DATA PROVIDED:
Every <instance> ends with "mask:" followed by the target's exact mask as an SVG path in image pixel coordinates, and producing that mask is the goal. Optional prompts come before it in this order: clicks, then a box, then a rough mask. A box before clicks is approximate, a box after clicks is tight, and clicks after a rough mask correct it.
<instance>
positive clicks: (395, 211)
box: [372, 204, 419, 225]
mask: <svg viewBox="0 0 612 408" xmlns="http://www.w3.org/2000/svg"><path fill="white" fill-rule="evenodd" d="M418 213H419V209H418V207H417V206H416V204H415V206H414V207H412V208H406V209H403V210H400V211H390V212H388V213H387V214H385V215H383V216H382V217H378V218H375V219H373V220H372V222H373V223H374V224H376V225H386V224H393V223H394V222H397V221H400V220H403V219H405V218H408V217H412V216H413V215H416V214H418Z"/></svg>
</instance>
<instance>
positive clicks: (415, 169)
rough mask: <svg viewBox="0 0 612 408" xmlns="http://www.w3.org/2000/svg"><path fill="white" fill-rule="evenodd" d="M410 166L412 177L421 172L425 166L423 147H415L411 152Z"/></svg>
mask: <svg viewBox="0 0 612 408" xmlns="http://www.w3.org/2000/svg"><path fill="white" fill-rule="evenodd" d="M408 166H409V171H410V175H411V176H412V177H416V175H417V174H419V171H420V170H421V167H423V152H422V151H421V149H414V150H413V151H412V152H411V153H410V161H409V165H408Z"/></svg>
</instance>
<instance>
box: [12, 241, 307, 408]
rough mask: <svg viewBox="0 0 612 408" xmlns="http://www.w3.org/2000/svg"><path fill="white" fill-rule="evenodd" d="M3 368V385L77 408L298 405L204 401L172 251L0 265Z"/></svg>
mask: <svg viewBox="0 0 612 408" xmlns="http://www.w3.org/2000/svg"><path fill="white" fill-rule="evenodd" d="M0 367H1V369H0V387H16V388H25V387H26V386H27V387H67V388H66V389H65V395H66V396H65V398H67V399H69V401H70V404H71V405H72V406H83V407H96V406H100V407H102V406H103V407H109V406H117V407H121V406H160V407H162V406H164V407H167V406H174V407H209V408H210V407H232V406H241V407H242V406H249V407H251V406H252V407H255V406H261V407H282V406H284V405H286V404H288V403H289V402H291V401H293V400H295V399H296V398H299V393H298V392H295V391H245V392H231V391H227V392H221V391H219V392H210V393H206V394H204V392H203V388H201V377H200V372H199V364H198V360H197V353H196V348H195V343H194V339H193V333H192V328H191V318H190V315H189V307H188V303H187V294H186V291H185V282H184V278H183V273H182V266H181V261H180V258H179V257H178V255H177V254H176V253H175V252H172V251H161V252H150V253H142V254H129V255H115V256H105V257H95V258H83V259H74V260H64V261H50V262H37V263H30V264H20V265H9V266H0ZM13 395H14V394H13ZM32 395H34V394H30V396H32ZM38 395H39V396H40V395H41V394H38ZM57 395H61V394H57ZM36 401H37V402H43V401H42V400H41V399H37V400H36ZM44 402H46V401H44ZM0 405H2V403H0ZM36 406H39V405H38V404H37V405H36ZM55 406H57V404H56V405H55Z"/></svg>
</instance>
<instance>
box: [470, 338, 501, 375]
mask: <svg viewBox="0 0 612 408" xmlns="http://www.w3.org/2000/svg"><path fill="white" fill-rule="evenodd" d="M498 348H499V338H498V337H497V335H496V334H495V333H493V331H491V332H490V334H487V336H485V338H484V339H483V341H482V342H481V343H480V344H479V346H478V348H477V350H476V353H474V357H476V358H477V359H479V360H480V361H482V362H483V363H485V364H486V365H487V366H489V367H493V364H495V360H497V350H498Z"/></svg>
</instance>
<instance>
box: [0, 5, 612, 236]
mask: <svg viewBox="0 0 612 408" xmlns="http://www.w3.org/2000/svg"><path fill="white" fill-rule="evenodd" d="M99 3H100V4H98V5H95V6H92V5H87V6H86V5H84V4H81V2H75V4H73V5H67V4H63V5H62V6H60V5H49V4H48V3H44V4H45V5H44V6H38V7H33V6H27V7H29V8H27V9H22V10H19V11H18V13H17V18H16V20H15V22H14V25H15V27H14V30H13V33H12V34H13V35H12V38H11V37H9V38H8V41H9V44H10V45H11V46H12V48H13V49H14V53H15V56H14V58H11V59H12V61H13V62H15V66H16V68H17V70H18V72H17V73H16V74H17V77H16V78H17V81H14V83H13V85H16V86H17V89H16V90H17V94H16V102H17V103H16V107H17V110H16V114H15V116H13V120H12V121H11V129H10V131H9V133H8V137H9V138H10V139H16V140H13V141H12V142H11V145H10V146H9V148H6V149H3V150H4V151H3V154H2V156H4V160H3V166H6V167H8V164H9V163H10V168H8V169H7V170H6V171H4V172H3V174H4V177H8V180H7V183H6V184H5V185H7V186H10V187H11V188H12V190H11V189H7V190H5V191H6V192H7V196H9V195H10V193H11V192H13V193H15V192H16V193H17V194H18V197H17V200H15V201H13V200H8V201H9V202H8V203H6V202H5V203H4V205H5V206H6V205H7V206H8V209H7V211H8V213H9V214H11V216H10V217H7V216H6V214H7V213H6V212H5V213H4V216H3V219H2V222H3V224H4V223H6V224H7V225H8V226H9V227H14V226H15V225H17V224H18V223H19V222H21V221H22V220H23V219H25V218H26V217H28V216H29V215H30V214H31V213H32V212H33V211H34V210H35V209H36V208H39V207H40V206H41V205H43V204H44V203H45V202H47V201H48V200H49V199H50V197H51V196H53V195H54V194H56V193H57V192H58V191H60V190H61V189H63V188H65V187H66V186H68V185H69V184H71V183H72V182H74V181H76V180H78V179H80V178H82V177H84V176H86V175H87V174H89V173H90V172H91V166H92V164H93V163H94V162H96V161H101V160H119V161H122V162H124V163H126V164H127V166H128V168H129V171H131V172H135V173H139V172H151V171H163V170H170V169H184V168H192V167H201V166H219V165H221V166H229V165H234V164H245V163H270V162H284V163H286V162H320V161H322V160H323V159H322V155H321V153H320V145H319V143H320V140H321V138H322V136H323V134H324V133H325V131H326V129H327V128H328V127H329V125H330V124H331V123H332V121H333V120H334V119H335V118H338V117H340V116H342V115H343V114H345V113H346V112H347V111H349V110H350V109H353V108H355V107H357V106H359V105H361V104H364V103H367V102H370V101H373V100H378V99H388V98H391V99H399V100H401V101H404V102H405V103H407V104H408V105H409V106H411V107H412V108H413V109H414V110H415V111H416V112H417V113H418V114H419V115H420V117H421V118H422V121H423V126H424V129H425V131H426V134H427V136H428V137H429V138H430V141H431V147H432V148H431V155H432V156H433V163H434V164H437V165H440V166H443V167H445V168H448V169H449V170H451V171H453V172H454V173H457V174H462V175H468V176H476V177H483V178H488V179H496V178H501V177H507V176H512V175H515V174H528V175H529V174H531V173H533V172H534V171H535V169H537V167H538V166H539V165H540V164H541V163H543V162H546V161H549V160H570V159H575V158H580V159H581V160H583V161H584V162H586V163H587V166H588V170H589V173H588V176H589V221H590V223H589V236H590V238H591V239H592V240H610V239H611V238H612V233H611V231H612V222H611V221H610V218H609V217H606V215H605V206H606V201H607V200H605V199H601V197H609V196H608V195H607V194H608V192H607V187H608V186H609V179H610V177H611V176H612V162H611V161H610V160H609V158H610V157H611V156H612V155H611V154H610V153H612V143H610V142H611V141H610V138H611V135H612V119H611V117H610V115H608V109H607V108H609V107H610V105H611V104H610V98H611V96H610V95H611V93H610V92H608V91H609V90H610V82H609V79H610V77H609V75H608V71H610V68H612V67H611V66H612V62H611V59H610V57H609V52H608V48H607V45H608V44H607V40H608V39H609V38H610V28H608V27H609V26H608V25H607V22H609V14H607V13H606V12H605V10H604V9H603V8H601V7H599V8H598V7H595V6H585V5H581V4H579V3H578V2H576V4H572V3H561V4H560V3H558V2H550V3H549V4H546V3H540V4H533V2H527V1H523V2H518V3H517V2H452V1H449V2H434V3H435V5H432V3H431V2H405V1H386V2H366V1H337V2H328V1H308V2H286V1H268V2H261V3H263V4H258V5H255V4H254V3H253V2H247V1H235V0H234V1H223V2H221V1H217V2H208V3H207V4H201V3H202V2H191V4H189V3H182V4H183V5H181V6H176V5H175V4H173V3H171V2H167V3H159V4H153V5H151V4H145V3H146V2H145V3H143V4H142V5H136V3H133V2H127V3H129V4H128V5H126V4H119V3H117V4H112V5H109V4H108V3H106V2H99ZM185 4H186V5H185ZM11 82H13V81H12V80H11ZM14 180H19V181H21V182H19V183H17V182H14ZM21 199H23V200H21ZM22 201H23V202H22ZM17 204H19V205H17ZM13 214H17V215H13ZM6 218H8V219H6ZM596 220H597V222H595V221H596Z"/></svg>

TASK:
Nothing outside this range should appear: the lines from the start of the listing through the line with "positive clicks: (415, 169)", each reproduced exactly, both ends included.

SOLVED PROBLEM:
Every <instance> ends with "mask:" followed by the target's exact mask as an SVG path in image pixel coordinates, and producing that mask is the goal. Optional prompts come before it in this order: clicks, then a box, then a rough mask. A box before clicks is approximate, a box after clicks is tight, and clicks after a rough mask correct it.
<instance>
positive clicks: (395, 211)
box: [372, 204, 419, 225]
mask: <svg viewBox="0 0 612 408" xmlns="http://www.w3.org/2000/svg"><path fill="white" fill-rule="evenodd" d="M418 213H419V209H418V207H417V206H416V204H415V206H414V207H412V208H406V209H403V210H400V211H390V212H388V213H387V214H385V215H383V216H382V217H378V218H375V219H373V220H372V222H373V223H374V224H376V225H386V224H393V223H394V222H397V221H400V220H403V219H405V218H408V217H412V216H413V215H416V214H418Z"/></svg>
</instance>
<instance>
positive clicks: (415, 169)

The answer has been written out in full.